-- Records for processing start --

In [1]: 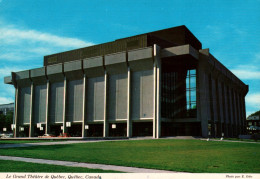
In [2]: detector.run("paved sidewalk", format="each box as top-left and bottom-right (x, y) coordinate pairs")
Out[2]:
(200, 139), (260, 144)
(0, 156), (180, 173)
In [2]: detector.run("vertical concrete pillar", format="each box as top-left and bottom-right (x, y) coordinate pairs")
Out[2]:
(127, 67), (132, 137)
(196, 49), (211, 137)
(217, 80), (224, 135)
(29, 82), (34, 137)
(14, 86), (19, 138)
(232, 89), (238, 136)
(154, 44), (162, 138)
(82, 73), (87, 137)
(228, 88), (234, 137)
(242, 95), (246, 134)
(62, 76), (67, 133)
(45, 80), (50, 134)
(103, 70), (109, 137)
(153, 49), (157, 138)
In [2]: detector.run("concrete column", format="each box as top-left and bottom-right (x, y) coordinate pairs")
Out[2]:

-- Records for processing end --

**What you are asked to do**
Could you turn the rows above into a Markdown table with the columns "No." and "Line," giving each line its number and skipping any blank lines? Leave the pictures out of it.

**The output**
| No. | Line |
|---|---|
| 1 | In [1]:  |
| 2 | In [2]: detector.run("paved sidewalk", format="each box as top-left and bottom-right (x, y) coordinate pairs") |
| 3 | Out[2]: |
| 4 | (200, 139), (260, 144) |
| 5 | (0, 156), (180, 173) |
| 6 | In [2]: detector.run("vertical concrete pillar", format="each box as top-left and bottom-right (x, y) coordinate pairs") |
| 7 | Out[2]: |
| 8 | (127, 67), (132, 137) |
| 9 | (196, 49), (211, 137) |
| 10 | (217, 80), (224, 135) |
| 11 | (29, 82), (34, 137) |
| 12 | (14, 86), (19, 138) |
| 13 | (232, 89), (238, 136) |
| 14 | (154, 44), (162, 138) |
| 15 | (82, 73), (87, 137) |
| 16 | (228, 88), (234, 137) |
| 17 | (242, 95), (246, 134) |
| 18 | (62, 76), (67, 133) |
| 19 | (45, 80), (50, 134) |
| 20 | (103, 70), (109, 137) |
| 21 | (153, 49), (157, 138) |
| 22 | In [2]: detector.run("concrete column", format="each box as top-left and bottom-right (x, y) coordinate pairs") |
| 23 | Out[2]: |